--- Records of labeled points ---
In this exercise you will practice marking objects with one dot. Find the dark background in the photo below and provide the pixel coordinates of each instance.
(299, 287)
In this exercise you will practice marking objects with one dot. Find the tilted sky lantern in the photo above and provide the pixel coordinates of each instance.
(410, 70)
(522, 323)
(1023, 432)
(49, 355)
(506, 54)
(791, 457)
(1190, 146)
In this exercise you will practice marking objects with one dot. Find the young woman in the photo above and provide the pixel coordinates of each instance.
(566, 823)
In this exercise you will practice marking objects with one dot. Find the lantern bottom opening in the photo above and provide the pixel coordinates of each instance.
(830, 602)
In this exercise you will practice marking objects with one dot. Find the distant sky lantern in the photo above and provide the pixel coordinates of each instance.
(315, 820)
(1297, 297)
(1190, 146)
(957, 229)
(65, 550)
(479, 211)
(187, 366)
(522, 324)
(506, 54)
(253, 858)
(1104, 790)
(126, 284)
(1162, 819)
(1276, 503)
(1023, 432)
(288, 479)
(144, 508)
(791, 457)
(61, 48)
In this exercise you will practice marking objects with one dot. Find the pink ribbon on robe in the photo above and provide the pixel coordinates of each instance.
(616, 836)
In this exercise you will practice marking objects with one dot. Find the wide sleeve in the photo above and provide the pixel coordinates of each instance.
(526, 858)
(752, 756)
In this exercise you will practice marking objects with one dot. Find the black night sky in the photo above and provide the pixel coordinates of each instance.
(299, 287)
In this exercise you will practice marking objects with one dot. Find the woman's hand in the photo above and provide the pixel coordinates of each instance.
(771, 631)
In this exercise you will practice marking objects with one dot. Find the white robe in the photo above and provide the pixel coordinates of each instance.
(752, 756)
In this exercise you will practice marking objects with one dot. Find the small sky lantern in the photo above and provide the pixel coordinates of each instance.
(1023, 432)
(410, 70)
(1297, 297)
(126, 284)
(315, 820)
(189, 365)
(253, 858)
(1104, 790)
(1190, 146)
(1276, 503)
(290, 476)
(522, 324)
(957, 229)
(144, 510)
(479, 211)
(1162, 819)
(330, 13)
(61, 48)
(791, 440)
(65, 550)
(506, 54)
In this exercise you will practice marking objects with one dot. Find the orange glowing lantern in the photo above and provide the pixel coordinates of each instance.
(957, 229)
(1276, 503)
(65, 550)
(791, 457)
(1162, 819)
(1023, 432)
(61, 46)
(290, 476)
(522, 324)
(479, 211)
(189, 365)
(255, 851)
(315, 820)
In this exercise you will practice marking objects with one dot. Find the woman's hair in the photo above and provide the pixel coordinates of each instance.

--- What this task involves ---
Rewrite all the records with "pixel coordinates" replaced by "x and y coordinates", keeping everything else the same.

--- Answer below ---
In this exercise you will practice marking objects with one dot. Find the dark background in the photo below and provide the x and y coordinates of each instance.
(299, 287)
In this exercise you will practice marking objects with one dot. Find the tilted sky lantern in the photo above and provide the x and y coordinates of each instance.
(410, 70)
(522, 323)
(1023, 432)
(49, 355)
(506, 54)
(791, 457)
(1190, 146)
In this exercise you will practice marking objects with one dot. Find the young woman in the photo above and provide the x and y coordinates of each instance.
(566, 823)
In this exercise you will practice marking objects with one dot. Find the lantern bottom opening in the photo above and provide the x and y coordinates of each instance.
(830, 602)
In this exercise you will practice marking objects with one dot. Find the distant sky lantern in the photo above and provide the x and y coordinates of each instance.
(315, 820)
(1297, 297)
(1190, 146)
(957, 229)
(65, 550)
(479, 211)
(187, 366)
(522, 324)
(506, 54)
(253, 858)
(1104, 790)
(126, 284)
(1162, 819)
(1276, 503)
(1023, 432)
(288, 479)
(144, 508)
(791, 457)
(61, 48)
In this exercise you will practice marking objects with one dot. Find the pink ribbon on robe in the photo above and provide the x and y coordinates of each instance.
(616, 836)
In this exercise you will practice marking objects with one dot. Find the wide sleeve in the photo above and provide the x and y coordinates of each instance.
(526, 858)
(752, 756)
In this exercise you will practice marking objects with one dot. Find the black night sky in the photo above and provide the x and y coordinates of each instance.
(299, 287)
In this exercise you will practice marking objects with one dot. Find the woman's hand in the photo above and provide the x and y coordinates of each instance.
(771, 631)
In this exercise you will practice marking objects with one dot. Find the white robe in the photo above and provide the x and y coordinates of each instance.
(752, 756)
In this exercise you will practice marking objects with one dot. Find the small sky lantern in the photo above and provide the x and y coordinates of each instance.
(1023, 432)
(410, 70)
(1297, 297)
(126, 284)
(315, 820)
(189, 365)
(253, 858)
(1104, 790)
(1190, 146)
(1276, 503)
(290, 476)
(522, 324)
(957, 229)
(144, 510)
(479, 211)
(1162, 819)
(330, 13)
(61, 48)
(791, 440)
(65, 550)
(506, 54)
In this exercise you will practice marking objects with one dot. Find the orange glowing lantern in the photo above and provide the x and y coordinates of each instance.
(957, 229)
(1276, 503)
(65, 550)
(791, 457)
(1162, 819)
(1023, 432)
(61, 46)
(290, 476)
(522, 324)
(479, 211)
(189, 365)
(255, 851)
(315, 820)
In this exercise you will practice marking objects with one dot. Find the woman's hair in the photo above and provide the x and y coordinates of each instance.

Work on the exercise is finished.